TEXT EXTRACT:
In tower 0 on device cuda:0

Hi @ardian-selmonaj and welcome to the discussion board, the error you are facing here is rather due to some observations being NaN or some very high loss values in your policy.

For the former you should check your environment, if it could somehow produce NaN values in observations. And for the latter: do you see large unusual spikes in your policy_loss in TensorBoard?

As a side note: there might be a simpler approach to define your environment, instead of calling inside its step() function the compute_single_action(). The actions should usually be simply passed to this function from RLlib. In RLlib you can also define which policies should be trained and which not (see the configuration parameter policies_to_train).

Hi @Lars_Simon_Zehnder

thank you very much for your answer!

I inspected the policy_loss and value_loss and they seem to be okay. See attached pictures below.
However, I have to inspect my code if nan values can appear in my observations, but I don’t think so. I let you know.

And thanks for the point to define the actions of the opponents outside the environment, but I think that’s not possible to do, because all trainable agents and non-trainable opponents use in the beginning of level 3 the same policy. And if I would define 2 policies in my config file, in which I only train the one for my agents, I could not restore the trained policy because it would not be the same configuration. Or am I misunderstandig something?

@Lars_Simon_Zehnder the problem is not in the observation space nor in the loss function… do you know what could be any other possiblity for the problem? Or should I ask this question in a PyTorch forum ?

Hi @ardian-selmonaj,

There are a few more you can look at. They are total_loss and cur_kl_coeff, kl, entropy.

You might also benefit by setting grad_clip to an integer between [10, 40]

SHORT TASK 1: In the forum thread, which RLlib configuration parameter sets which policies should be trained?
SHORT TASK 2: From the forum thread, extract word for word the passage between "As a side note: there" and "attached pictures below.", inclusive.

DATA ROWS:

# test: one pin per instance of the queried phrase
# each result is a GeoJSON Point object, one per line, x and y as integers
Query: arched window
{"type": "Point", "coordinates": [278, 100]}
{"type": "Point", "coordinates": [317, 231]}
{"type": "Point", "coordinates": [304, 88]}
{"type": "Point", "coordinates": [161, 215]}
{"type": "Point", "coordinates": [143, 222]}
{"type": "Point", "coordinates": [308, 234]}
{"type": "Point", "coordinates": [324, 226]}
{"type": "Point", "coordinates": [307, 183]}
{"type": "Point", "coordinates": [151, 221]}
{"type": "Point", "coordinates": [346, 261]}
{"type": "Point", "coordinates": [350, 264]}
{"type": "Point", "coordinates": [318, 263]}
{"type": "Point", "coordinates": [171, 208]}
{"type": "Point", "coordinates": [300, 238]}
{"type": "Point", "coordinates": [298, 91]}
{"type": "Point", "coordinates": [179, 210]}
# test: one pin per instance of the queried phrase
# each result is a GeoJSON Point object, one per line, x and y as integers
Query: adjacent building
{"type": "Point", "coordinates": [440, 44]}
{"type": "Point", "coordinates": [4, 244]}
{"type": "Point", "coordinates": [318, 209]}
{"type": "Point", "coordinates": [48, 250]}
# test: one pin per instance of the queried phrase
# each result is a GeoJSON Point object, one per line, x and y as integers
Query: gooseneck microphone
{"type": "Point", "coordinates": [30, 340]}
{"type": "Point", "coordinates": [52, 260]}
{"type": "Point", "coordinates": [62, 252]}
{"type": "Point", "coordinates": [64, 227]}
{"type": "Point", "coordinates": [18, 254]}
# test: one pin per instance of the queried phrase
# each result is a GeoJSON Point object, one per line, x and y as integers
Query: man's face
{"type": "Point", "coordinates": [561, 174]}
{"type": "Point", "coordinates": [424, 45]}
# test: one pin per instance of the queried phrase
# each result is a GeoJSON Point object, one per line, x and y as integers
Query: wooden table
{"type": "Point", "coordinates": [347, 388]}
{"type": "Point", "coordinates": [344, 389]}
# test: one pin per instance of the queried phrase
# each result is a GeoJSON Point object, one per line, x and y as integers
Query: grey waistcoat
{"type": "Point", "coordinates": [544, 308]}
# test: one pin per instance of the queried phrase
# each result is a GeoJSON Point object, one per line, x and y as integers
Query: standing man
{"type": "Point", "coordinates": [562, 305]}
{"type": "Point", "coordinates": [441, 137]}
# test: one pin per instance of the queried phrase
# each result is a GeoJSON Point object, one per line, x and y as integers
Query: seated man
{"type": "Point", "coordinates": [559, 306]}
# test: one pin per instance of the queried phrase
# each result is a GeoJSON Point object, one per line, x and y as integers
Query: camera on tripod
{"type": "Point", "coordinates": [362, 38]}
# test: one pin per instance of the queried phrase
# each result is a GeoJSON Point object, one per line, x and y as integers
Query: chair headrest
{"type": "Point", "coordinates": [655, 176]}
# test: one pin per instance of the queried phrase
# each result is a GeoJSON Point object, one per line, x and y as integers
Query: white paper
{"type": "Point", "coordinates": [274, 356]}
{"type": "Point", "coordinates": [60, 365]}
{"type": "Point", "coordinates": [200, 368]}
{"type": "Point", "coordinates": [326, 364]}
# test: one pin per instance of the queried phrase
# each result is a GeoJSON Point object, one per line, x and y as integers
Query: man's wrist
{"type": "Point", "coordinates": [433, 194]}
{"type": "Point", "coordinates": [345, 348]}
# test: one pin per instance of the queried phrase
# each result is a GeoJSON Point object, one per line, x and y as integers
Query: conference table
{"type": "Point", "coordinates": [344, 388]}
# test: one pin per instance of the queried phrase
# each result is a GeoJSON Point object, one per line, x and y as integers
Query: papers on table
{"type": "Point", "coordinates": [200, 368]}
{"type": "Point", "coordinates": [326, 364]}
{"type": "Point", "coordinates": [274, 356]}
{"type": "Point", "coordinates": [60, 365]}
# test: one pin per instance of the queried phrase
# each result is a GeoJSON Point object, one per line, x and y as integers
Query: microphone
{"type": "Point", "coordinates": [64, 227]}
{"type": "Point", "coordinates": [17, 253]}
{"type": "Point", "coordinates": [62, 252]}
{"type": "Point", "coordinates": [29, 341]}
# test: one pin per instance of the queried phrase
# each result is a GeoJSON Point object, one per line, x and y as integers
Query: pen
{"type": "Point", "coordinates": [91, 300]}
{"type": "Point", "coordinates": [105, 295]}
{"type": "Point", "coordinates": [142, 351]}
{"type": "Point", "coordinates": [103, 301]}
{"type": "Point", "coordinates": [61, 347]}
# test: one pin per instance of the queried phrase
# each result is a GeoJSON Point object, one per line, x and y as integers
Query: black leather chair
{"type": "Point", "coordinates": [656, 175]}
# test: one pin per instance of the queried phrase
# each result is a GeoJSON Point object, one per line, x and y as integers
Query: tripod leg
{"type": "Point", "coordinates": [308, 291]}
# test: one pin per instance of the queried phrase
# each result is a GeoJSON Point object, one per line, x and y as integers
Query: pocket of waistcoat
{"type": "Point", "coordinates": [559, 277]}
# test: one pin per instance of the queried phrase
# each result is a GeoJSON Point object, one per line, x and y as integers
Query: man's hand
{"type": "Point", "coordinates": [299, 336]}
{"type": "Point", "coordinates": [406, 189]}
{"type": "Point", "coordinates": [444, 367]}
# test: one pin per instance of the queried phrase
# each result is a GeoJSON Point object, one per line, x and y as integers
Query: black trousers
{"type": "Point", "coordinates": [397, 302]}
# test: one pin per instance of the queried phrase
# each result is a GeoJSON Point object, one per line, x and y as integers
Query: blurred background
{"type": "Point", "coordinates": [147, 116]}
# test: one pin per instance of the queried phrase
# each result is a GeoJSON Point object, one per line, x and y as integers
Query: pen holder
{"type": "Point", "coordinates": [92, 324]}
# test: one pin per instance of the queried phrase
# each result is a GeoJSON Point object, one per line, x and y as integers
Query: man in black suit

CORRECT ANSWER 1: policies_to_train

CORRECT ANSWER 2:
As a side note: there might be a simpler approach to define your environment, instead of calling inside its step() function the compute_single_action(). The actions should usually be simply passed to this function from RLlib. In RLlib you can also define which policies should be trained and which not (see the configuration parameter policies_to_train).

Hi @Lars_Simon_Zehnder

thank you very much for your answer!

I inspected the policy_loss and value_loss and they seem to be okay. See attached pictures below.